• GOAL
Output each entry that follows exactly. Images stay out.

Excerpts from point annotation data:
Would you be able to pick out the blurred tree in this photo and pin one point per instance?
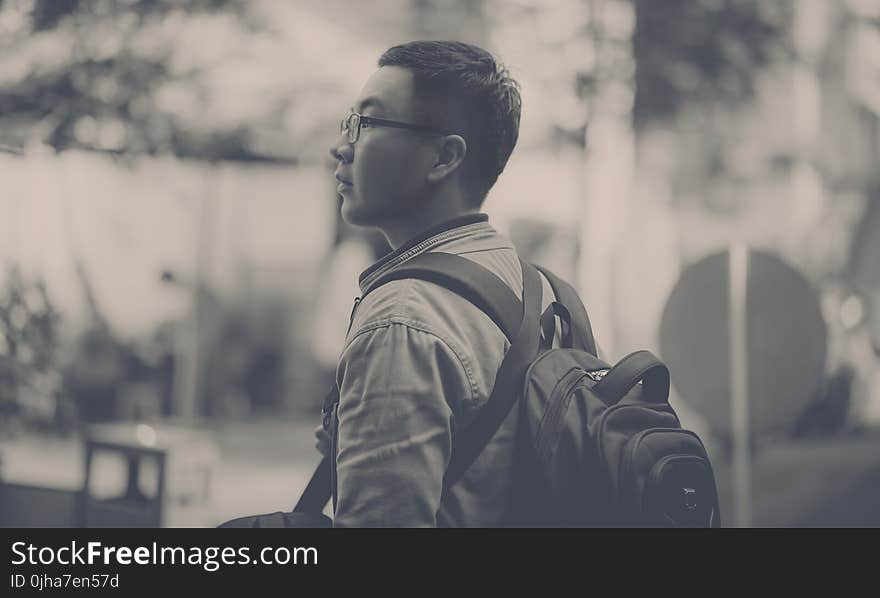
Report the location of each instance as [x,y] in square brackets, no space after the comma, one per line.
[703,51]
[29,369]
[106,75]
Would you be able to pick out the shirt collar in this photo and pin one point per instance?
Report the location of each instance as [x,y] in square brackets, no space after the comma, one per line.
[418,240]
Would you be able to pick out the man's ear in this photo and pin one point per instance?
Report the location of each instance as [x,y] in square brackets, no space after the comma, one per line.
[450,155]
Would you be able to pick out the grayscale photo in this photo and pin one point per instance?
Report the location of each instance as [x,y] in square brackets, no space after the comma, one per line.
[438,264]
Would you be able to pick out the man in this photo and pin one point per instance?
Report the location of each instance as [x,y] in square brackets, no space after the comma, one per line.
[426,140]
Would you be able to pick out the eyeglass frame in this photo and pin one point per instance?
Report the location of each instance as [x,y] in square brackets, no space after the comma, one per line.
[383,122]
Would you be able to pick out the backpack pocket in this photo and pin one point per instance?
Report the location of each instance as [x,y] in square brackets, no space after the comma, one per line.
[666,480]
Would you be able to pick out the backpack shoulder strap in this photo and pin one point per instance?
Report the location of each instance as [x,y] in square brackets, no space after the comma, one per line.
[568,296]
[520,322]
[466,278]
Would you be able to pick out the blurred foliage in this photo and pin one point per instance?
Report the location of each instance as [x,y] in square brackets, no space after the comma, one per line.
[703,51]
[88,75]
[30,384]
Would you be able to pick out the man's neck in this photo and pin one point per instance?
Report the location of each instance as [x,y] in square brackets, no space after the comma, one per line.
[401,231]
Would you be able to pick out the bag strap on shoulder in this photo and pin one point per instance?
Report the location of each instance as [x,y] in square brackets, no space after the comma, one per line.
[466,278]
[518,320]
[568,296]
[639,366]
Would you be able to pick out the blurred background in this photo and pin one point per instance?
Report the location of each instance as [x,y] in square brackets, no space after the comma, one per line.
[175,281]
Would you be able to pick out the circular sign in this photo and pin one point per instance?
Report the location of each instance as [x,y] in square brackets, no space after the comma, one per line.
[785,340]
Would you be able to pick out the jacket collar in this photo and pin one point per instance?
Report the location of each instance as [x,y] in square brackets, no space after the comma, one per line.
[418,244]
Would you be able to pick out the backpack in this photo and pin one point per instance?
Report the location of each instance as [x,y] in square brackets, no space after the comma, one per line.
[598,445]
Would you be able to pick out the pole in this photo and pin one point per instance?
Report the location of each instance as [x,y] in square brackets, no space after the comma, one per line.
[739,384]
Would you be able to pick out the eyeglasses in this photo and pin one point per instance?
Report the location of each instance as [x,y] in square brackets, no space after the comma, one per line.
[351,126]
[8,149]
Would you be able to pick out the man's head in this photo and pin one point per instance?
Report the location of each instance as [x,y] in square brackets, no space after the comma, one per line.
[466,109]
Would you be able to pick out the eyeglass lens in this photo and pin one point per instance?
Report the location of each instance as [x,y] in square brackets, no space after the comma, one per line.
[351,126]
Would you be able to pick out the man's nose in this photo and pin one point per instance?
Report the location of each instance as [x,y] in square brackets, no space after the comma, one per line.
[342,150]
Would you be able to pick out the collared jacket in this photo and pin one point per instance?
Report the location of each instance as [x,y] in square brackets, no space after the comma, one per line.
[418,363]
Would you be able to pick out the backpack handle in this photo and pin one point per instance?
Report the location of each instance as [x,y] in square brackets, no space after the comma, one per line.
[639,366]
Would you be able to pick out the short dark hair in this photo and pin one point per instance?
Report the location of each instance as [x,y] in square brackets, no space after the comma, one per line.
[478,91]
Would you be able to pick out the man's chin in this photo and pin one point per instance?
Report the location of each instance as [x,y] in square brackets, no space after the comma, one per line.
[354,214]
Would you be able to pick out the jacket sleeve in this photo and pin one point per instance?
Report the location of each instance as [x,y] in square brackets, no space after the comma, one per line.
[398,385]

• OUTPUT FOR THIS EXERCISE
Would you be able to pick out the blurred tree in this photo and pin one point per instance?
Report the location of each instance as [x,y] in square brackets, no space after the comma, one per line.
[703,51]
[29,369]
[106,75]
Would you be able to pick out the shirt collar in this photo and pin one point per instance?
Report the location of each instance as [x,y] in square brackets, no space after the comma, one per line.
[418,240]
Would you be able to pick out the man's ear in this photo and pin one point per instance?
Report the location of each instance as [x,y] in square brackets, no space after the comma, one per line.
[450,155]
Would you be able to pick out the grayscale photo in this photo and pin one point per instance?
Report the location of each instance as [x,y] in square brackets, no space after the comma, one per line.
[438,264]
Would you be able to pick out the man in this photo and pin one point per instance?
Report the location of each instance as [x,y] in square brackets, no space after the comma, one per line.
[426,140]
Would you be able to pick out the eyeglass frame in this photo and pin one point per instance?
Report the location of each instance as [x,y] in square brackets, no space after the comma, one per line.
[383,122]
Would you be able to pick out the backpack pocket in this photo and pin one point per instance?
Report the location of each instance as [x,y] in square brackets, no space after the comma, one per line.
[666,480]
Would you be able to pick out the backpack shoulder strap in this photo and pin one point per instance?
Report the location of each instance as [x,y] in square brackets, no space after the comma, one per line.
[568,296]
[520,322]
[466,278]
Would you be able to pick out the blurred foliage in this photo and pin one point per instance?
Report the location of each instance as [x,y] in square brackets, no space after the comma, one per line.
[703,51]
[88,75]
[30,384]
Would you be able to pick out the man's neck in this photo and pin one point per instance?
Report the location of each instance as [x,y] in square brackets, no space after the comma, one per line.
[401,231]
Would you be able to pick out the bag strap on shoulder in this photo and pin one point per instance?
Report the location of each instance as [x,y] in square brackets, no space after the comma, one per line.
[466,278]
[518,320]
[568,296]
[639,366]
Would you be able to pick out the blurred background in this photo and pin one point per instance?
Report the location of each instance as [x,y] in square brackets, no space after the comma, one per line.
[175,281]
Would you be able to pick out the circular sign in this photo and pin one point per instance?
Report the location of each instance as [x,y] in square brackets, no space after the comma, one per line.
[785,340]
Would you be able to pick out the jacket collar in this photo and pin one point per instance?
Report the location of each instance as [x,y] in square brackets, no space after the comma, one per line.
[418,244]
Would you be able to pick out the backpack in this photo and pin one point per instance?
Report the location of each instance as [x,y] in square brackets, no space after the comma, one per line.
[598,445]
Would you be able to pick out the pole in this photo and pin one point per instance?
Report the location of each instance as [x,y] in square brackets, no space after the comma, one per line.
[739,384]
Would you be able to pick out the eyeglasses in this photo and pin one point per instance?
Report the location of each instance as [x,y] in square brackets, no space after the comma, one per line.
[351,126]
[8,149]
Would you be able to pick out the man's head in this photo and pin one point per instance?
Report the location of each instance as [x,y] in square brackets, no space after the comma, one per line.
[466,109]
Would you be able to pick out the eyeglass lens in this photo and pin one point per instance?
Report the location of each instance as [x,y] in square brackets, no space after the comma, one per line.
[351,126]
Would you be able to pick out the man's nose in this photo and pin one point per instance?
Report the location of each instance as [x,y] in square brackets, no space after the comma, one per line.
[342,150]
Would you be able to pick out the collared jacket in this photo and pin one point per instance?
Report the location of each instance as [x,y] in square brackets, no space after the comma, one per line.
[418,363]
Would you be able to pick out the backpack handle in this photo and pin one point per instance?
Report the location of each instance as [x,y] in square brackets, no space after the comma, one per line.
[639,366]
Would you be able to pick out the short dark hair in this photo and pin one point per instance?
Report the location of each instance as [x,y] in square brackets, no space after the comma, one per line.
[478,91]
Would you be able to pick out the man's chin in this photo and pin one point per instance?
Report the location of each instance as [x,y] in square brackets, no space after the comma, one per line.
[354,214]
Would you be able to pick out the jacket sleeve in this photo and pin one point per instance?
Report the location of each instance as [x,y] in square brackets, no space after the comma, one per line.
[398,385]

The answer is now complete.